▶ [Work task 1]
List the tips given as headings under "Protecting your phone" in the safety-planning excerpt.
▶ [Work task 2]
Copy the safety-planning excerpt word for word, starting at "Covering your tracks" and ending at "you and retaliate.".

▶ [Excerpt provided]

|---|

Likewise, have some extra cash, some clothes, emergency phone numbers and important documents stashed in a safe place (like at a friend’s place).

Rehearsing your escape plan

Practice your escape plan several times so that you know exactly what to do and where to go in case you are in danger from your abusive partner.

If you have kids, practice escaping with them as well.

Memorize the numbers of emergency contacts

Ask several trusted people if you can contact them to help you find a place to stay, a car ride, or to help you get in contact with the police.

Memorize the numbers of these people and of local shelters, emergency numbers, and domestic violence offices, if possible.

Covering your tracks

You may be considering ending the relationship or asking for help from a trusted individual, but you don’t because you are scared your abuser will get angry, find you and retaliate.

That’s understandable.

But there are a few preventative measures available to keep you safe from your abuser, even if they find out what you’re up to.

When seeking help for abuse and domestic violence, you need to protect your privacy first – particularly if you’re using a phone or computer that your partner has access to.

Protecting your phone

Try to use a public phone

When seeking help, try to use a public phone or a phone that your partner cannot access.

If you’re living in the United States, you can dial 911 (which is free of charge on most public pay phones) and call the police to intervene in your case.

United Kingdom: Dial 112 for the Europe-wide emergency line.
Australia: Dial 000 for the national emergency line.
Ireland: Dial 112 for the Europe-wide emergency line.

Turn off your cell phone when fleeing

Your abuser can possibly use certain cell phone technology to listen to your calls or identify your location. This is particularly true if the cell phone has a GPS system, or  is set to auto answer.

So make sure you turn off your cell phone or leave it behind before fleeing from your home.

Use a corded phone, if possible

If you’re calling for help from your home, make sure to use a corded phone and not a cordless phone or cell phone. Calls made on cordless phones are easier to tap or listen in on.

Get an extra cell phone

Get another cell phone and keep it secret from your abuser. Many domestic violence shelters offer a free cell phone for battered women.

Living in the United States? You can call the national hotline for more information (1-800-799-7233).

|---|

▶ [Entries shown]

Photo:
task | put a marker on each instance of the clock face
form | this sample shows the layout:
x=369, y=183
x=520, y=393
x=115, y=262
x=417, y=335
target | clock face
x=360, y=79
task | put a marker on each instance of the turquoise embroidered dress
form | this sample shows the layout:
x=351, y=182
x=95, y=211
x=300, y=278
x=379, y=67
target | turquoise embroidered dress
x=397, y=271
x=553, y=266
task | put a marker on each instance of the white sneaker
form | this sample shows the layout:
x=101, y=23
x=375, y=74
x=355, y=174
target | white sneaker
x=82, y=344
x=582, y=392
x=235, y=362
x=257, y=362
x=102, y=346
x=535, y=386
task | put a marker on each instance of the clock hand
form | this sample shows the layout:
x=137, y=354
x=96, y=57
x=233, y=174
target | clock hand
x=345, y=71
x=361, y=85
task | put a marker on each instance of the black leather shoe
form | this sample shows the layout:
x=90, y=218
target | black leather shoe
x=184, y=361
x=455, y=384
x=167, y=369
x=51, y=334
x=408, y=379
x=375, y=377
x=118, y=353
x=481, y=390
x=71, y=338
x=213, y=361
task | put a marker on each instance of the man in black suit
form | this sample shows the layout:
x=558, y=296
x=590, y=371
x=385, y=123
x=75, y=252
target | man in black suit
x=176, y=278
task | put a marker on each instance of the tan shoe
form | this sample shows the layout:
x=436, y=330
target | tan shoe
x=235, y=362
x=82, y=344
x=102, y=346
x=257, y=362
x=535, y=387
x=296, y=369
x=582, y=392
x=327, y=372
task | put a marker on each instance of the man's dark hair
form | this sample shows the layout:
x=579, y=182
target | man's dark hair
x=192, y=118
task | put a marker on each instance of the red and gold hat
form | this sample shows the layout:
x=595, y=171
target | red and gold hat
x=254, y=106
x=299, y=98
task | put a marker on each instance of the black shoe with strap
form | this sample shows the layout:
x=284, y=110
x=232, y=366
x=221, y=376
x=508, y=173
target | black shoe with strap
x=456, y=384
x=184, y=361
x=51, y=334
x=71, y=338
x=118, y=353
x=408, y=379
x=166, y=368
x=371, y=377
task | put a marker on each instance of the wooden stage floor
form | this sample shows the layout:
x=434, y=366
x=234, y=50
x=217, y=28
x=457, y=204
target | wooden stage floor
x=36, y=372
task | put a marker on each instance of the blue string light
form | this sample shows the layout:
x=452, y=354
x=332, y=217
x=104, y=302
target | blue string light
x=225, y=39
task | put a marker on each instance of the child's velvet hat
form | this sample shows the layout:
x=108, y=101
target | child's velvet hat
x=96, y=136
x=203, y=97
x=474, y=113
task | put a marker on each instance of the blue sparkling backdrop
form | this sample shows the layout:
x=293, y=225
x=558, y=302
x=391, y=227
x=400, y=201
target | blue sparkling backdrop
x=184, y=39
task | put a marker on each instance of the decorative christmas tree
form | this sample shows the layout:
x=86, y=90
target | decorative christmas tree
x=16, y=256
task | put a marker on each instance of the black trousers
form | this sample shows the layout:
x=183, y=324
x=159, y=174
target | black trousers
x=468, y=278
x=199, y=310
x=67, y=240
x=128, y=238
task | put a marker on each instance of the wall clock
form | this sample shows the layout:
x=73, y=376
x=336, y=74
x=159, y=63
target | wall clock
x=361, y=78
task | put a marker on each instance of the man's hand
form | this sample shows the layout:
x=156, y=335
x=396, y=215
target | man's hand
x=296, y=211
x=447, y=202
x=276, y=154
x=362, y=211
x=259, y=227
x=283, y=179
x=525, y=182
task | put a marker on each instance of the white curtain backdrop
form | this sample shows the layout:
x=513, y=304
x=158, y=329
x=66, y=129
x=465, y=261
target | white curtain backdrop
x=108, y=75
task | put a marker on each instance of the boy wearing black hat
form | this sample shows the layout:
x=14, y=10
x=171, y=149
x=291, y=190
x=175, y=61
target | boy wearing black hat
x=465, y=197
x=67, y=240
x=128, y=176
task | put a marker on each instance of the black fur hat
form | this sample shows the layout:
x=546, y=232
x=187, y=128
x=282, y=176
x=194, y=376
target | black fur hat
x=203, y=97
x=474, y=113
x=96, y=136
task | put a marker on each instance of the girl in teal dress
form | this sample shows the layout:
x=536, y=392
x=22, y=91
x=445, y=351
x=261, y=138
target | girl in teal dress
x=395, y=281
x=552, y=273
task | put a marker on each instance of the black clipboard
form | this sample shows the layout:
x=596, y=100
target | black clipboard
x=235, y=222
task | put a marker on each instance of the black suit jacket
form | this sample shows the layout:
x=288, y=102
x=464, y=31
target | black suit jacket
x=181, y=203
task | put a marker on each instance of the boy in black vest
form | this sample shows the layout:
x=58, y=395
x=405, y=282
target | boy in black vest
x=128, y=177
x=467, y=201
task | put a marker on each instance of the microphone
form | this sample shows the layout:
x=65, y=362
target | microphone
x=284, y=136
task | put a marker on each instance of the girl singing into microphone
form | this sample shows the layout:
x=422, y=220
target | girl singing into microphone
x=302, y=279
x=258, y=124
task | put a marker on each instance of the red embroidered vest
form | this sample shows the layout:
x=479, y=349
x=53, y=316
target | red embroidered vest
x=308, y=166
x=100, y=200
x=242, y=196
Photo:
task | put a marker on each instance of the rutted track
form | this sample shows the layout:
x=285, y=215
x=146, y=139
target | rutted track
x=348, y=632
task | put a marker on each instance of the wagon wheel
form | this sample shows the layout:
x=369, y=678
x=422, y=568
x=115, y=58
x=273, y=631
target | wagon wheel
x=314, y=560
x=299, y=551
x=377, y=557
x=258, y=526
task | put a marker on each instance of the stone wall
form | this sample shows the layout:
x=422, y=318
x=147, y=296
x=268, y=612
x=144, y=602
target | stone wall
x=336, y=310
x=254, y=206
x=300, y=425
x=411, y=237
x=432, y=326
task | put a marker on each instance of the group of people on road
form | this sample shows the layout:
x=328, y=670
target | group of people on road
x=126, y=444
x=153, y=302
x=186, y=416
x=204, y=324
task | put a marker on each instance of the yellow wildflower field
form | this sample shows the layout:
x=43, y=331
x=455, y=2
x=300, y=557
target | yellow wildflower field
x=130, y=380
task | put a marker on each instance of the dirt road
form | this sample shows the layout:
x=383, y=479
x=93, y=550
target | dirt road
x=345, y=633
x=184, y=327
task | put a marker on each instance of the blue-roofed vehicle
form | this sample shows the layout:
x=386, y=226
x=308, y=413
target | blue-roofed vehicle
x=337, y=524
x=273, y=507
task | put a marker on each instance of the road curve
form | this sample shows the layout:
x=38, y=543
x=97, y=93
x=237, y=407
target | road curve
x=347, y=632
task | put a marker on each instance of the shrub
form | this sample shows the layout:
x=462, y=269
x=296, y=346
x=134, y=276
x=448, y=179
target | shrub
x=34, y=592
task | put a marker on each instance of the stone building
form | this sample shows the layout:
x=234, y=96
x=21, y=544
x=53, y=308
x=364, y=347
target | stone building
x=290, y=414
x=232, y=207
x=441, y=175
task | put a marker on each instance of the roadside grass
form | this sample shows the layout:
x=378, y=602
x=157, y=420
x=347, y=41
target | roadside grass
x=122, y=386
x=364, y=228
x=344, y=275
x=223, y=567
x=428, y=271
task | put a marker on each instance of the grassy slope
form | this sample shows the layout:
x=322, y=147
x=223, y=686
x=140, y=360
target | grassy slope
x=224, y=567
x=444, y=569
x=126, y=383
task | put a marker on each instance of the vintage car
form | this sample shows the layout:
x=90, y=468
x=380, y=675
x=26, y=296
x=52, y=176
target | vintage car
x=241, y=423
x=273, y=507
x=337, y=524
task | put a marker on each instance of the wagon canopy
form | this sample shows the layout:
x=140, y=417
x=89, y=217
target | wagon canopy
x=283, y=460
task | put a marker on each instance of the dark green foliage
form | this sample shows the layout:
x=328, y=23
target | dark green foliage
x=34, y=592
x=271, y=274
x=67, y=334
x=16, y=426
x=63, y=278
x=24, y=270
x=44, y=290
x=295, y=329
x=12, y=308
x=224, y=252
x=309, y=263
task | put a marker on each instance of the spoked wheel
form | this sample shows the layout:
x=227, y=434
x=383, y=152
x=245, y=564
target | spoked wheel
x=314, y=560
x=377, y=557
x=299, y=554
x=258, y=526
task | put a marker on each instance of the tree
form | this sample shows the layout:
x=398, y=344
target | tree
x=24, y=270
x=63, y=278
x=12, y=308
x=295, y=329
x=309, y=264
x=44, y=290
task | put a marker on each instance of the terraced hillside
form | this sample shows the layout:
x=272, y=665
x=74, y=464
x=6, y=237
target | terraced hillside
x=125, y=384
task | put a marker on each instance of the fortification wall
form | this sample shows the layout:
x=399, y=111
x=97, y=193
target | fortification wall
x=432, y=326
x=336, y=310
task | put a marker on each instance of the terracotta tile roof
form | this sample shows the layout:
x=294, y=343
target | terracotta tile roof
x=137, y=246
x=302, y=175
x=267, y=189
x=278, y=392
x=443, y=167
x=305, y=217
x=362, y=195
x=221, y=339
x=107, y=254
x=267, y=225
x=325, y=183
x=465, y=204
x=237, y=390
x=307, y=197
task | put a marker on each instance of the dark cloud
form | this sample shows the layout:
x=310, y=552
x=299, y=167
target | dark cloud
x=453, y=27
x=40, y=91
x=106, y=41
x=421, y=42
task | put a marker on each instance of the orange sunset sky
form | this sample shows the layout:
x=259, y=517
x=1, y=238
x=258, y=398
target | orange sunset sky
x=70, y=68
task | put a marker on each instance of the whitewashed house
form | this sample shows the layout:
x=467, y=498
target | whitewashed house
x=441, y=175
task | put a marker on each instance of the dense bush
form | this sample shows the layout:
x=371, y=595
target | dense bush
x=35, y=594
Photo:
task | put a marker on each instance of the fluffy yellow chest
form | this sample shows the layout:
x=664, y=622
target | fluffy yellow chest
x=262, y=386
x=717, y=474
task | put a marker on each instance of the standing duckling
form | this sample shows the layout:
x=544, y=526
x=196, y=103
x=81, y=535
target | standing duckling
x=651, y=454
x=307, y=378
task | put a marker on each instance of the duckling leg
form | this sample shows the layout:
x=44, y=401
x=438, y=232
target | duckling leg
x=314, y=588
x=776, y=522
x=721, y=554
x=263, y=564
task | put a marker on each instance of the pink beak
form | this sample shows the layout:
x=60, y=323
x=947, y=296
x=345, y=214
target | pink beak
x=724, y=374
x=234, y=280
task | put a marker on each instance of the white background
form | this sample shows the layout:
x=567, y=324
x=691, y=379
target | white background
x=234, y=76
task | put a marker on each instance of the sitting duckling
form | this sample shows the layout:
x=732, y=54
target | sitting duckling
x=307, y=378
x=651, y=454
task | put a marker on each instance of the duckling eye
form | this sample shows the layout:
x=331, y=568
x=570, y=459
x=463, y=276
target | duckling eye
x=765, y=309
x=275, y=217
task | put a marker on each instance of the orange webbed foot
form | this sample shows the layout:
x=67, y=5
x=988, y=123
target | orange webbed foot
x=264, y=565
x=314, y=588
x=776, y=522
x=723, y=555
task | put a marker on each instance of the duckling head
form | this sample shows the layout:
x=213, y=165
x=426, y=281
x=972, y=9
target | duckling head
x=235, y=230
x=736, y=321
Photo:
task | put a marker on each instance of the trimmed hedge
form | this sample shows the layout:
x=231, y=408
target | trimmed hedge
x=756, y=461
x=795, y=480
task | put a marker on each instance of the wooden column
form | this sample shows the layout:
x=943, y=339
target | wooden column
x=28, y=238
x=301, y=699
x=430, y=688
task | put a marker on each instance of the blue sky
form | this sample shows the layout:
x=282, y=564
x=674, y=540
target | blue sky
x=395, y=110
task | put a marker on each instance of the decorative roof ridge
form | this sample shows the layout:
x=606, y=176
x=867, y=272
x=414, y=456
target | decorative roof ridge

|---|

▶ [Result 1]
- Try to use a public phone
- Turn off your cell phone when fleeing
- Use a corded phone, if possible
- Get an extra cell phone

▶ [Result 2]
Covering your tracks

You may be considering ending the relationship or asking for help from a trusted individual, but you don’t because you are scared your abuser will get angry, find you and retaliate.